*TEXT PROVIDED:*
========================

Next week, the EU is expected to vote on the Fuel Quality Directive which would assign a higher emissions rating to Alberta oilsands than to other sources of crude oil, including some which may or may not actually have higher emissions than oilsands oil.

One of the many arguments against this policy made by Canadian government and industry officials is that it exempts other similar sources of oil, and turns small differences in actual emissions into large differences in rated emissions.  Environmental advocates, such as Hannah McKinnon, the campaigns director for Climate Action Network Canada, have countered that, “the oil industry was using bogus arguments against the European legislation since bitumen estimates in the policy applied to the resource in all countries, including Venezuela.” As far as I can tell, that’s not true, and the reason is viscosity.

The EU Fuel Quality Directive, as proposed, adopts the definition used by the US Geological Survey which defines natural bitumen on the basis of a two-step process based on the physical properties of density and viscosity. First, the USGS defines extra-heavy oil as oil which has an API gravity of less than 10° – API gravity is an inverse density, so lower numbers are more dense. In English, extra-heavy oil is any oil which is more dense than water (i.e. it sinks).

The second part of the definition classifies natural bitumen, which the USGS notes is also called tar sands or oil sands, as an extra heavy oil having a viscosity greater than 10,000 cP. Again, in English, it’s oil which sinks in water AND which is more resistant to flow than molasses in January.

What happens when you combine these two measures is of utmost importance for understanding the upcoming vote in the EU. The Table below shows you why.

Table 1 from USGS Fact Sheet. Regional distribution of estimated technically recoverable
heavy oil and natural bitumen in billions of barrels (BBO).

========================

*DATA EXTRACT:*

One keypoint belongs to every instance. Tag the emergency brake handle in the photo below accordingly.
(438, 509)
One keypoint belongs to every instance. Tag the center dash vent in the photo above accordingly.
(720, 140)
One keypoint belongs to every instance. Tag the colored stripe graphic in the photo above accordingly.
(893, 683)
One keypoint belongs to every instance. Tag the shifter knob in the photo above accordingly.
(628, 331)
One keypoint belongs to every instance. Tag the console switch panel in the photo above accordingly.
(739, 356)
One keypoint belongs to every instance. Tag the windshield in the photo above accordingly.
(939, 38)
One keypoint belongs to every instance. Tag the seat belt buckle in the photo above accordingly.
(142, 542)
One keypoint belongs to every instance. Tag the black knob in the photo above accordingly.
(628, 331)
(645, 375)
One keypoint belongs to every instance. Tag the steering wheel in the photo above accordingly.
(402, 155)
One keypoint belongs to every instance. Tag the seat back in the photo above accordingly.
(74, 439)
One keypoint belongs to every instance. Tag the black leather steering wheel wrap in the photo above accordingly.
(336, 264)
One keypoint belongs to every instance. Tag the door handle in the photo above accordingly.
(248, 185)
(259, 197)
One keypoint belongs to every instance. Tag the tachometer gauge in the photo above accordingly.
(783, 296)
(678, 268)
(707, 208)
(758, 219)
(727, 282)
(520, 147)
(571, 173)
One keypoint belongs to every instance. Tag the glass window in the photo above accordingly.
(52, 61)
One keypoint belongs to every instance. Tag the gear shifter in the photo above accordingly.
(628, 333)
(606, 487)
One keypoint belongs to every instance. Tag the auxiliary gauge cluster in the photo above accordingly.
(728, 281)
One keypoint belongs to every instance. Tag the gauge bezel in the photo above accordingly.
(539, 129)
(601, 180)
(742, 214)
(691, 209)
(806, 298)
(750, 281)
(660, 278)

========================

*EXERCISE SET:*
a – Answer these from the text on the EU Fuel Quality Directive:
(i) What API gravity marks oil as extra-heavy under the USGS definition?
(ii) Above what viscosity does extra-heavy oil count as natural bitumen?
(iii) What is Hannah McKinnon's role?
b – In the entries, scale the lines starting at the line that contains "One keypoint belongs to every instance. Tag the gear" and ending at the end of the entries. Write out only those lines again, requests included, with every coordinate in the answers multiplied by 2.45 and rounded to whole numbers, halves up.

*TASK-BY-TASK OUTPUTS:*
a –
(i) Less than 10°.
(ii) 10,000 cP.
(iii) Campaigns director for Climate Action Network Canada.

b –
One keypoint belongs to every instance. Tag the gear shifter in the photo above accordingly.
(1539, 816)
(1485, 1193)
One keypoint belongs to every instance. Tag the auxiliary gauge cluster in the photo above accordingly.
(1784, 688)
One keypoint belongs to every instance. Tag the gauge bezel in the photo above accordingly.
(1321, 316)
(1472, 441)
(1818, 524)
(1693, 512)
(1975, 730)
(1838, 688)
(1617, 681)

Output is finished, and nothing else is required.